> **Given request**: Give the listing again in full, exactly as written.

───── Material shown ─────

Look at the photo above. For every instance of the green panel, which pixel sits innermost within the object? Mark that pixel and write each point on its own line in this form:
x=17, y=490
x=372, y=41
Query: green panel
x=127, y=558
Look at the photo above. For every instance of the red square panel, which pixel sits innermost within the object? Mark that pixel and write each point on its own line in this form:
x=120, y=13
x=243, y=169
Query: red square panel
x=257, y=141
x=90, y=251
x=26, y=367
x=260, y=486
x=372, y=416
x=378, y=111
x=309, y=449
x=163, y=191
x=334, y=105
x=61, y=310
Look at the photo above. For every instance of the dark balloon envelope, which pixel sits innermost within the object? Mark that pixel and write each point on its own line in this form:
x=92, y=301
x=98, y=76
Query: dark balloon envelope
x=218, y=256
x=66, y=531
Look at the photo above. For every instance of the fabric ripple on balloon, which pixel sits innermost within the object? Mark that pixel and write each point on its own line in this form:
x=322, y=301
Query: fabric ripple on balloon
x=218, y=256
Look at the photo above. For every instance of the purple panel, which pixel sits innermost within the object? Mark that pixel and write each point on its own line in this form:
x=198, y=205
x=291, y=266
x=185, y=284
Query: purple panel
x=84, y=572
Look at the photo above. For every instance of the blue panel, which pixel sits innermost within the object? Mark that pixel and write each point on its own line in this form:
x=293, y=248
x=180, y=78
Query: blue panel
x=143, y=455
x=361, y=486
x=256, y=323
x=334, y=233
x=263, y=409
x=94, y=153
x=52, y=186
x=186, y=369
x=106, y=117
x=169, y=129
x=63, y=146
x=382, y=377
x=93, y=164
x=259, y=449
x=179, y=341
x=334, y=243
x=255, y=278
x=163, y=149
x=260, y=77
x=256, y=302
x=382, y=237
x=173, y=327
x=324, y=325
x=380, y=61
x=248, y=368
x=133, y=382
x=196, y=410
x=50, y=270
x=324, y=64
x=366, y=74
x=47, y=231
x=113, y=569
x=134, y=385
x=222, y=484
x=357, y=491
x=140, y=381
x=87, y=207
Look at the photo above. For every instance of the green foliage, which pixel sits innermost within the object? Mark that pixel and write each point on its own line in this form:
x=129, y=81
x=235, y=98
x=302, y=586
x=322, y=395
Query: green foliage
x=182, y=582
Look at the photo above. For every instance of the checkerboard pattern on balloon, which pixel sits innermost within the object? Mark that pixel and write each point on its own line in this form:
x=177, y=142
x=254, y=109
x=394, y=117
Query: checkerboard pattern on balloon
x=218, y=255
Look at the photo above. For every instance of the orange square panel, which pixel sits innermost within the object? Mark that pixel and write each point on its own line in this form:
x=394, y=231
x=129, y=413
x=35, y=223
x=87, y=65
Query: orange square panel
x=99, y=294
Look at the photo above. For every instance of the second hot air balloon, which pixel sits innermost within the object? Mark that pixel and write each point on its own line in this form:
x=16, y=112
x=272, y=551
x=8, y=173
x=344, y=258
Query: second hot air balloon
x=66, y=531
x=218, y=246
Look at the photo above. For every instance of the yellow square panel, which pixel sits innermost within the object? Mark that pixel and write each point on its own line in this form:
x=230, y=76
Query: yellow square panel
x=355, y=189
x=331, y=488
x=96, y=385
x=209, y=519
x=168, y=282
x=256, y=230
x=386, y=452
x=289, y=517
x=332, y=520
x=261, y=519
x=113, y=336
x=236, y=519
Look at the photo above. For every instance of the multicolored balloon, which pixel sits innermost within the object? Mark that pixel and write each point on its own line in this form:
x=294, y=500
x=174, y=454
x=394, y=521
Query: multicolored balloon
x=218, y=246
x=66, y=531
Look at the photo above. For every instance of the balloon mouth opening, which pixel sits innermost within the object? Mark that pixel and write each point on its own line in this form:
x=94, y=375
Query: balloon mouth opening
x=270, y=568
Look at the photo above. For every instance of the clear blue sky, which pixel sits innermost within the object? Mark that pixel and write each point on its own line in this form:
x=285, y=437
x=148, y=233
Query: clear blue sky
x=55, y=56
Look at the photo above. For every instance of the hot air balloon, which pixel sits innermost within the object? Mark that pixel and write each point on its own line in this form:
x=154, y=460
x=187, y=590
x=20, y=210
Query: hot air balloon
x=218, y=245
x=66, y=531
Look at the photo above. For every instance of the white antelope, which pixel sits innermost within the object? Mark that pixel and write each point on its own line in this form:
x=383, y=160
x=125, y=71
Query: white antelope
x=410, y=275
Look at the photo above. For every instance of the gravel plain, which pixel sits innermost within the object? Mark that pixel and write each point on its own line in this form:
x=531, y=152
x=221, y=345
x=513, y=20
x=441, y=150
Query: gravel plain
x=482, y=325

─────

> **Solution to the problem**:
Look at the photo above. For every instance of the green panel, which pixel sits innermost within the object? Mark that pixel and write each point on its own line in this form:
x=17, y=490
x=372, y=41
Query: green panel
x=127, y=558
Look at the photo above. For every instance of the red square panel, which pixel sits innermost within the object? Mark that pixel and write each point on its own line in this form:
x=120, y=13
x=243, y=169
Query: red square panel
x=257, y=141
x=90, y=251
x=26, y=367
x=260, y=486
x=372, y=416
x=378, y=111
x=309, y=449
x=163, y=191
x=334, y=105
x=61, y=310
Look at the photo above. For every instance of the dark balloon envelope, which pixel sits innermost within the object? Mark that pixel and write each point on its own line in this form:
x=92, y=301
x=98, y=76
Query: dark balloon envelope
x=218, y=256
x=66, y=531
Look at the photo above. For every instance of the fabric ripple on balloon, which pixel sits innermost within the object? Mark that pixel and write each point on its own line in this form:
x=322, y=301
Query: fabric ripple on balloon
x=218, y=256
Look at the photo above. For every instance of the purple panel, which pixel sits innermost within the object? Mark that pixel and write each point on its own line in this form:
x=198, y=205
x=291, y=266
x=185, y=284
Query: purple panel
x=84, y=572
Look at the photo above. For every instance of the blue panel, which pixel sits innermost within the object? Mark that pixel and write each point on its own line in this form:
x=293, y=248
x=180, y=78
Query: blue panel
x=143, y=455
x=361, y=486
x=256, y=323
x=334, y=233
x=263, y=409
x=94, y=153
x=52, y=186
x=186, y=369
x=106, y=117
x=169, y=129
x=63, y=146
x=382, y=377
x=93, y=164
x=259, y=449
x=179, y=341
x=334, y=243
x=255, y=278
x=163, y=149
x=260, y=77
x=256, y=302
x=382, y=237
x=173, y=327
x=324, y=325
x=380, y=61
x=248, y=368
x=133, y=382
x=196, y=410
x=50, y=270
x=324, y=64
x=366, y=74
x=47, y=231
x=113, y=569
x=134, y=385
x=222, y=484
x=357, y=491
x=140, y=381
x=87, y=207
Look at the photo above. For every instance of the green foliage, which pixel sits innermost within the object? Mark that pixel and write each point on its own line in this form:
x=129, y=81
x=235, y=98
x=302, y=586
x=322, y=395
Query: green foliage
x=182, y=582
Look at the photo above. For every instance of the checkerboard pattern on balloon, which pixel sits innermost within the object? Mark that pixel and write each point on its own line in this form:
x=177, y=142
x=254, y=109
x=394, y=117
Query: checkerboard pattern on balloon
x=218, y=255
Look at the photo above. For every instance of the orange square panel, which pixel sits innermost within the object? Mark that pixel and write each point on its own line in this form:
x=394, y=231
x=129, y=413
x=35, y=223
x=87, y=65
Query: orange square panel
x=99, y=294
Look at the photo above. For every instance of the second hot air balloon, which pixel sits innermost within the object? Mark that pixel and write each point on its own line in this form:
x=16, y=112
x=272, y=551
x=8, y=173
x=344, y=258
Query: second hot air balloon
x=66, y=531
x=218, y=246
Look at the photo above. For every instance of the yellow square panel, which pixel sits innermost within the object? Mark that pixel and write each point on its own line in this form:
x=230, y=76
Query: yellow square panel
x=355, y=189
x=331, y=488
x=96, y=385
x=209, y=519
x=168, y=282
x=256, y=230
x=386, y=452
x=289, y=517
x=332, y=520
x=261, y=519
x=113, y=336
x=236, y=519
Look at the photo above. For every instance of the multicolored balloon, which pixel sits innermost within the object? Mark that pixel and write each point on its own line in this form:
x=294, y=500
x=174, y=454
x=394, y=521
Query: multicolored balloon
x=218, y=246
x=66, y=531
Look at the photo above. For every instance of the balloon mouth opening, which pixel sits innermost within the object? Mark that pixel and write each point on its own line in this form:
x=94, y=375
Query: balloon mouth opening
x=270, y=568
Look at the photo above. For every instance of the clear blue sky, which pixel sits innermost within the object? Mark that pixel and write each point on its own line in this form:
x=285, y=437
x=148, y=233
Query: clear blue sky
x=55, y=56
Look at the photo above. For every instance of the hot air balloon, which pixel sits innermost within the object? Mark that pixel and write each point on its own line in this form:
x=154, y=460
x=187, y=590
x=20, y=210
Query: hot air balloon
x=218, y=245
x=66, y=531
Look at the photo above. For every instance of the white antelope, which pixel sits innermost within the object? Mark that pixel and write each point on its own line in this form:
x=383, y=160
x=125, y=71
Query: white antelope
x=410, y=275
Look at the photo above. For every instance of the gravel plain, which pixel sits innermost within the object? Mark that pixel and write each point on its own line in this form:
x=531, y=152
x=221, y=345
x=513, y=20
x=441, y=150
Query: gravel plain
x=482, y=325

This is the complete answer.